Problem details: Restate the full set of records exactly, word for word.
══ Record excerpts ══
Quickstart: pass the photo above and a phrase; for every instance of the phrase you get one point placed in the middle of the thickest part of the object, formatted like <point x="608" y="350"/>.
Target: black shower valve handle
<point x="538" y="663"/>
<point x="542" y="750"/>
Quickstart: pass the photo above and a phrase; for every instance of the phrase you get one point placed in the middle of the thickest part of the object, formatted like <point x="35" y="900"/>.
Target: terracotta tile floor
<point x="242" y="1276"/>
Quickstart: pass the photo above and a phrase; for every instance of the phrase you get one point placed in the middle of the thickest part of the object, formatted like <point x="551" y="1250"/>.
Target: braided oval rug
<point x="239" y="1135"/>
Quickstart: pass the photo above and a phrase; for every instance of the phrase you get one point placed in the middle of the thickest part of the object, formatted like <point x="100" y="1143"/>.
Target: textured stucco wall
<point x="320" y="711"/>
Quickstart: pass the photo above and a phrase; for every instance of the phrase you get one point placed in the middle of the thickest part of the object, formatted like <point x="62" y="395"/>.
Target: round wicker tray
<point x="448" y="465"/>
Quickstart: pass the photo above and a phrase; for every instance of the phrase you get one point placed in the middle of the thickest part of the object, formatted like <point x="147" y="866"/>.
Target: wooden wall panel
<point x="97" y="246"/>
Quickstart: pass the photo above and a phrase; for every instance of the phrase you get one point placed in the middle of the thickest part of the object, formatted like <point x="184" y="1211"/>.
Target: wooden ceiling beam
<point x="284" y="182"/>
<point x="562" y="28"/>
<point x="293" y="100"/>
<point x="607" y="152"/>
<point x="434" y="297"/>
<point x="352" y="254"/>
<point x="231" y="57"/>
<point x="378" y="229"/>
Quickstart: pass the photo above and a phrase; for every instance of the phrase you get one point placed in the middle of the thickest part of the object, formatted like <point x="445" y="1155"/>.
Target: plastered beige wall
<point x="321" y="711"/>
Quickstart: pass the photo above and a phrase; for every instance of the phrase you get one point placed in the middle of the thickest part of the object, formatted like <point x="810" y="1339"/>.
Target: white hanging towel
═══
Output for this task:
Quickstart: pass the photo above and a phrase; for every instance of the phrase you get one point placed in the middle of the thickest part of the object, formatted like <point x="608" y="350"/>.
Target: black shower valve handle
<point x="538" y="663"/>
<point x="542" y="750"/>
Quickstart: pass the photo above and a phrase; for every instance of the phrase you get one point placed in the middle of the thickest part of the object, formatted like <point x="35" y="900"/>.
Target: terracotta tile floor
<point x="242" y="1276"/>
Quickstart: pass the photo above and a phrase; for every instance of the phrase you get one point placed in the middle of the thickest part of the object, formatted like <point x="551" y="1250"/>.
Target: braided oval rug
<point x="239" y="1135"/>
Quickstart: pass the photo above and a phrase; for every instance of the phrase you get one point placed in the middle of the thickest part of the object, formatted like <point x="100" y="1143"/>.
Target: textured stucco wall
<point x="320" y="711"/>
Quickstart: pass the photo above and a phrase; for every instance of the phrase you get one point placed in the middle of the thickest part of the object, formatted like <point x="62" y="395"/>.
Target: round wicker tray
<point x="448" y="465"/>
Quickstart: pass the photo above and a phrase; for every instance of the phrase you get one point placed in the middle of the thickest part of the object, formatted like <point x="147" y="866"/>.
Target: wooden wall panel
<point x="97" y="246"/>
Quickstart: pass the photo above and a phrase; for every instance of the phrase you get one point placed in the middle of the thickest part of the object, formatted like <point x="184" y="1211"/>.
Target: wooden ceiling beam
<point x="284" y="182"/>
<point x="562" y="28"/>
<point x="293" y="100"/>
<point x="607" y="152"/>
<point x="434" y="297"/>
<point x="352" y="254"/>
<point x="231" y="57"/>
<point x="378" y="229"/>
Quickstart: pass the photo above and a phrase; for every instance of the phrase you get one point placed in the middle of the thickest part of the object, formatted like <point x="445" y="1155"/>.
Target: plastered beige wall
<point x="321" y="711"/>
Quickstart: pass the photo above and a phrase; for every instance of the phrase you get one point placed in the middle of the thickest part of the object, formatted like <point x="810" y="1339"/>.
Target: white hanging towel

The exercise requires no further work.